#### [Document segment]

Sunday, May 22, 2011


Remember Sugar Ray Robinson at his young, handsome, fabulous best? The Olympic boxer, the charming young man. We wondered at all his problems. He fathered a baby at 17, had infidelity/domestic issues in his first marriage, abused alcohol and cocaine, semi-retired when young.

His soon-to-be-published autobiography tells us why. He grew up in a home where domestic violence and substance abuse were present. He saw his mother stab his father in the back, literally.

Flashbacks of the sexual abuse of an Olympic boxing coach haunted him and his relationships until he went into therapy. Four years of therapy.

Some of the kids at the DV shelter have been sexually abused. All of them have been exposed to at least one controlling, violent parent figure. Everything staff and volunteers do is related to the goal of helping women and kids who have been emotionally or physically battered to recover.

#### [Questions to answer]
1 - Write out the blog post about the boxer word for word, starting with "Sunday, May 22, 2011" and going on through "semi-retired when young.".
2 - According to the blog post about the boxer, how long was he in therapy?
3 - Continue the blog post about the boxer from where it stops.

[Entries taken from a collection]
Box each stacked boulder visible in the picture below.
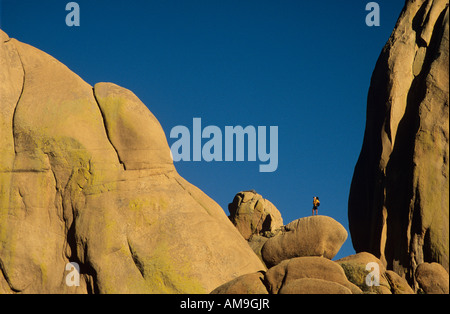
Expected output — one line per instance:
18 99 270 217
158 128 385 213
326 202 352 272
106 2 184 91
211 190 440 294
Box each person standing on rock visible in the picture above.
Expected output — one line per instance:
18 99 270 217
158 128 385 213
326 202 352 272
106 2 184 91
313 196 320 216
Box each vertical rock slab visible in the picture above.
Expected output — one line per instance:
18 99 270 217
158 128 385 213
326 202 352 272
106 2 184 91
348 0 449 281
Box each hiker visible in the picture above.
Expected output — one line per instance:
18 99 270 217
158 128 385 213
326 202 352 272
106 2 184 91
313 196 320 216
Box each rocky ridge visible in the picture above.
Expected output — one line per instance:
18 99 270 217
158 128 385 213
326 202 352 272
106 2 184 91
348 0 449 289
0 31 264 293
211 191 449 294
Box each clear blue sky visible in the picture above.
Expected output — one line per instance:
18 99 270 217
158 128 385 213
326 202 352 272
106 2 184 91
0 0 404 258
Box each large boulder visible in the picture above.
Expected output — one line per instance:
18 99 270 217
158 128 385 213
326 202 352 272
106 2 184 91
415 263 449 294
278 278 352 294
228 190 283 240
0 31 264 293
348 0 449 282
265 256 361 294
211 272 268 294
336 252 391 294
261 216 348 267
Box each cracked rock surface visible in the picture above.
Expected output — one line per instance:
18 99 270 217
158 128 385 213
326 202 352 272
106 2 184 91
0 31 264 293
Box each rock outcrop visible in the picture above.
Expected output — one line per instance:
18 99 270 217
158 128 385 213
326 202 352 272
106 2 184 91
348 0 449 288
261 216 348 267
415 263 449 294
228 190 283 240
0 31 264 293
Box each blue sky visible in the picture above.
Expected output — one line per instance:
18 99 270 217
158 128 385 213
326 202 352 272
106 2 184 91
0 0 404 258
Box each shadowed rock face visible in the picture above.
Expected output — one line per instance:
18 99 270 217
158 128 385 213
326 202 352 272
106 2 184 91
349 0 449 281
0 31 264 293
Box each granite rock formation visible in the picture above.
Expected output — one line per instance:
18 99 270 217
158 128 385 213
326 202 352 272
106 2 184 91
0 31 264 293
348 0 449 289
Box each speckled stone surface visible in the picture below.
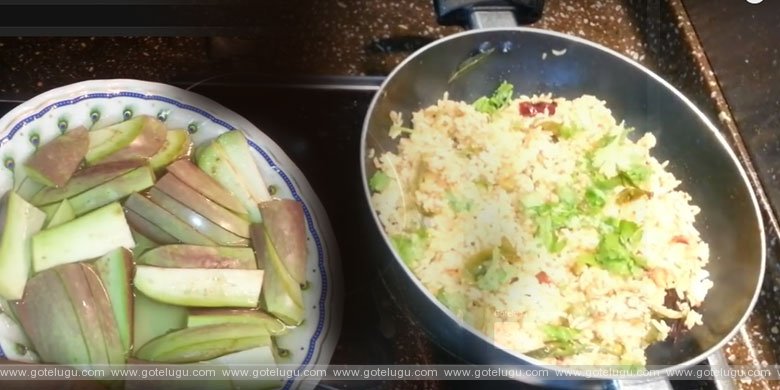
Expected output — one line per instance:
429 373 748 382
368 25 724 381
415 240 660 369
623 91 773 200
0 0 780 389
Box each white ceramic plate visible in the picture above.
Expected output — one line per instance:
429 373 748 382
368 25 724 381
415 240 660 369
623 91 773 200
0 79 343 389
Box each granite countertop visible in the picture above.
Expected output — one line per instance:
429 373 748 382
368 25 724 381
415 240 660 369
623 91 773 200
0 0 780 388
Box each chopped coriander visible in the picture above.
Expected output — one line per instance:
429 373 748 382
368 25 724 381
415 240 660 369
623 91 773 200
436 289 468 317
368 171 392 192
390 230 428 267
527 325 585 359
542 325 579 343
620 164 652 187
593 219 646 276
475 248 512 291
474 81 514 114
530 202 577 253
389 125 414 138
447 192 473 213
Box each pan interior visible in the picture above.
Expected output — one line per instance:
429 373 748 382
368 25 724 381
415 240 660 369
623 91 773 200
362 29 764 366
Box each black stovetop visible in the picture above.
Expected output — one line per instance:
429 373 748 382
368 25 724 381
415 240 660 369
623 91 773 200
0 78 716 389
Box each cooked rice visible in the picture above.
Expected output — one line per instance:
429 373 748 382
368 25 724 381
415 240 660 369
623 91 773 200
372 95 712 365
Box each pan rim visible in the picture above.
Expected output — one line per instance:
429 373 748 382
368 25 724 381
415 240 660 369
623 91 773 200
359 26 767 381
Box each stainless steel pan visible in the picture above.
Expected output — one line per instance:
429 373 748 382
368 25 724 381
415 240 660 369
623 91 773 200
360 0 765 387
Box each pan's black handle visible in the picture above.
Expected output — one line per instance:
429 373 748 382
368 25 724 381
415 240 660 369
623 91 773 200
433 0 544 28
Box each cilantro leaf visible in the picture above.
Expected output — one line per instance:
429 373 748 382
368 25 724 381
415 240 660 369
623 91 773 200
447 192 473 213
475 248 511 291
368 171 392 192
390 230 428 267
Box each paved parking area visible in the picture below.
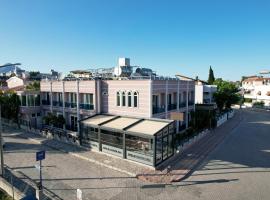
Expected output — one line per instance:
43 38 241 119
4 111 270 200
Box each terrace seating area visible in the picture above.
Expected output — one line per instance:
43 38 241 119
80 114 175 167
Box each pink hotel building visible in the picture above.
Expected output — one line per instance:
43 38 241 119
40 77 195 166
40 78 195 131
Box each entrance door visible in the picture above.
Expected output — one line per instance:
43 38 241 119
70 116 78 131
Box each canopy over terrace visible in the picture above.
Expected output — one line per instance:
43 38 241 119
80 115 174 166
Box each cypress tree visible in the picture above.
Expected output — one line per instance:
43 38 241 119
208 65 215 85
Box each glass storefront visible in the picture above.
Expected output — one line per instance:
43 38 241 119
125 134 154 165
80 117 174 166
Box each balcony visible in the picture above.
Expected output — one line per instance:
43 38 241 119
80 103 94 110
41 100 50 106
65 102 77 108
152 106 165 114
188 101 194 106
179 102 186 108
168 104 177 110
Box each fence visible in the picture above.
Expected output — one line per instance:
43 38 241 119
1 165 62 200
176 129 210 153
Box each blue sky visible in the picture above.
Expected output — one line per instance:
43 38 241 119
0 0 270 80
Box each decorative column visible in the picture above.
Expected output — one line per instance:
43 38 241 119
165 80 168 119
76 80 81 133
176 80 180 133
185 80 189 129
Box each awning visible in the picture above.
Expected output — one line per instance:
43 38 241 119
82 115 116 126
126 119 170 135
101 117 140 130
81 114 173 136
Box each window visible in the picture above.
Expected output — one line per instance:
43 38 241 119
35 94 40 106
27 95 35 106
128 92 131 107
83 94 93 105
116 92 120 106
22 95 26 106
57 92 63 102
133 92 138 108
122 92 126 106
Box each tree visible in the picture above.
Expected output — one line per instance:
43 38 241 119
26 81 40 91
43 113 66 128
214 79 240 111
207 65 215 85
0 91 21 123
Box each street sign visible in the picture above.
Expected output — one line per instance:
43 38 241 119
36 151 45 161
35 164 40 171
77 189 82 200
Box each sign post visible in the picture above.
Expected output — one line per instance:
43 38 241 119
77 189 82 200
36 151 45 190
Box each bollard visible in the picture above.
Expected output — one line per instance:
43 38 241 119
36 189 43 200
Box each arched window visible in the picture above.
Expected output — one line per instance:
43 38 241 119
133 92 138 108
116 92 120 106
128 92 131 107
122 92 126 106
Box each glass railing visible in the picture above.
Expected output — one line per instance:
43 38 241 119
188 101 194 106
168 104 177 110
65 102 70 108
153 106 165 114
70 103 77 108
53 101 63 107
179 102 186 108
80 103 94 110
41 100 50 105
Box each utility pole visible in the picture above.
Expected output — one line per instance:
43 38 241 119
0 103 4 177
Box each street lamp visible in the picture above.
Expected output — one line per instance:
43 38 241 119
176 74 195 129
0 103 4 177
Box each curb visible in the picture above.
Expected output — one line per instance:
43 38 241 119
12 131 137 177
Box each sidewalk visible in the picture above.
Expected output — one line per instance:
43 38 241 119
2 112 241 183
137 112 242 183
2 127 151 177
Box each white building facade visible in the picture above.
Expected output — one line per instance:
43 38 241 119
195 81 217 104
242 77 270 106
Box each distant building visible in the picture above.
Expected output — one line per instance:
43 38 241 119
195 80 217 104
6 76 25 89
242 76 270 106
40 59 195 166
0 63 24 77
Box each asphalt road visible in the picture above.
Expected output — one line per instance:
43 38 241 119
4 110 270 200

#### [Expected responses]
1 -
Sunday, May 22, 2011


Remember Sugar Ray Robinson at his young, handsome, fabulous best? The Olympic boxer, the charming young man. We wondered at all his problems. He fathered a baby at 17, had infidelity/domestic issues in his first marriage, abused alcohol and cocaine, semi-retired when young.

2 - Four years.

3 -
The shelter cannot provide the therapy Sugar Ray received, but its counseling groups for adults and children can help extract their damaging belief of worthlessness and push them toward finding themselves again.

Sugar Ray has a more successful marriage this time. He has owned up to his alcoholism. Most important, he has revealed his sexual victimization publicly in order to help others.

That makes him a hero, just like every woman and child who breaks away from their abuser's lies. Builds a new life. Scales every mountain in sight until they have a safe niche--and the same annoying but not life-threatening problems as everyone else.